### Short problem
Write every record out again exactly as given.

### Recorded information
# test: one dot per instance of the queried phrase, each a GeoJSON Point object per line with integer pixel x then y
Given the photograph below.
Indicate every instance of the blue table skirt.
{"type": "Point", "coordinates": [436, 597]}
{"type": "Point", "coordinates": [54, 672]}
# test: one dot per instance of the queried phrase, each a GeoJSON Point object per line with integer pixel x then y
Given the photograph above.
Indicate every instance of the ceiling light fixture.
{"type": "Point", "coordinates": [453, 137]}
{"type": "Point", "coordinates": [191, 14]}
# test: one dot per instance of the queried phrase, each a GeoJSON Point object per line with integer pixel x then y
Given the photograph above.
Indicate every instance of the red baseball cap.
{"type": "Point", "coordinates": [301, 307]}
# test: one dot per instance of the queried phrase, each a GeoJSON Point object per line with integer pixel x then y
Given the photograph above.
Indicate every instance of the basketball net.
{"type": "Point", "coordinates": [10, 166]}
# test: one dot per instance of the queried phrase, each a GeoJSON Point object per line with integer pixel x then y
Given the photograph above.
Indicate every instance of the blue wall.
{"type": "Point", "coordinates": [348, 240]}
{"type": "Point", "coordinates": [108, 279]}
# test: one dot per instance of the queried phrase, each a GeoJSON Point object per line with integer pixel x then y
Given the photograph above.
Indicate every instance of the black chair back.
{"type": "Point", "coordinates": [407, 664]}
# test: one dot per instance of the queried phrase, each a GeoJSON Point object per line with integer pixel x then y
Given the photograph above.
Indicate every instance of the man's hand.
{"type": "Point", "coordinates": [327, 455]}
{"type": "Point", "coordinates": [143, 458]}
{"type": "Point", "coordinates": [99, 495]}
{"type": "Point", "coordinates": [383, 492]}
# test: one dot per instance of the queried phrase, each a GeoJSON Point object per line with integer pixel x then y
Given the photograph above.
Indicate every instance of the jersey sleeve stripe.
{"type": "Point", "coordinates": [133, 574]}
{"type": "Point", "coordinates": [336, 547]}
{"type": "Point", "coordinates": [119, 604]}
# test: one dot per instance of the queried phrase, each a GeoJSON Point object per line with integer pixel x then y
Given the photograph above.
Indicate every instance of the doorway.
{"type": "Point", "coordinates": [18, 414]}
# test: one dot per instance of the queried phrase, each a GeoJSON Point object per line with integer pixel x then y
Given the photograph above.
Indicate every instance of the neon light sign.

### Answer in full
# test: one dot per instance of the queried phrase, each a GeoJSON Point object per line with integer pixel x then y
Given the photograph below.
Indicate every instance of the blue table skirt.
{"type": "Point", "coordinates": [436, 597]}
{"type": "Point", "coordinates": [54, 672]}
# test: one dot per instance of the queried phrase, each a GeoJSON Point object per line with integer pixel x then y
Given the photograph above.
Indicate every instance of the ceiling light fixture.
{"type": "Point", "coordinates": [453, 137]}
{"type": "Point", "coordinates": [191, 14]}
# test: one dot per instance of the queried phrase, each a GeoJSON Point object per line with integer pixel x then y
Given the photograph above.
Indicate every instance of the red baseball cap.
{"type": "Point", "coordinates": [301, 307]}
# test: one dot per instance of the queried phrase, each a GeoJSON Point object per line with integer pixel x then y
Given the photograph above.
Indicate every instance of the basketball net.
{"type": "Point", "coordinates": [10, 166]}
# test: one dot per instance of the queried phrase, each a GeoJSON Point object per line with integer pixel x then y
Given the photograph above.
Indicate every instance of the blue wall.
{"type": "Point", "coordinates": [348, 240]}
{"type": "Point", "coordinates": [108, 279]}
# test: one dot per instance of the queried phrase, each a GeoJSON Point object per line with integer pixel x then y
Given the photograph above.
Indicate every instance of the black chair back.
{"type": "Point", "coordinates": [407, 664]}
# test: one dot per instance of the queried phrase, each a GeoJSON Point object per line with integer pixel x then y
Given the photograph above.
Indicate every instance of the man's hand.
{"type": "Point", "coordinates": [327, 455]}
{"type": "Point", "coordinates": [143, 458]}
{"type": "Point", "coordinates": [99, 495]}
{"type": "Point", "coordinates": [383, 492]}
# test: one dot per instance of the queried phrase, each a GeoJSON Point object per line with integer pixel x then y
Given the photograph above.
Indicate every instance of the jersey sleeve stripe.
{"type": "Point", "coordinates": [133, 574]}
{"type": "Point", "coordinates": [336, 547]}
{"type": "Point", "coordinates": [119, 604]}
# test: one dot per instance of the queried phrase, each a GeoJSON Point object per line with integer pixel x then y
Given the photograph above.
Indicate every instance of the doorway.
{"type": "Point", "coordinates": [18, 414]}
# test: one dot per instance of the queried phrase, each a GeoJSON Point object per line with integer pixel x then y
Given the photograph above.
Indicate every instance of the neon light sign.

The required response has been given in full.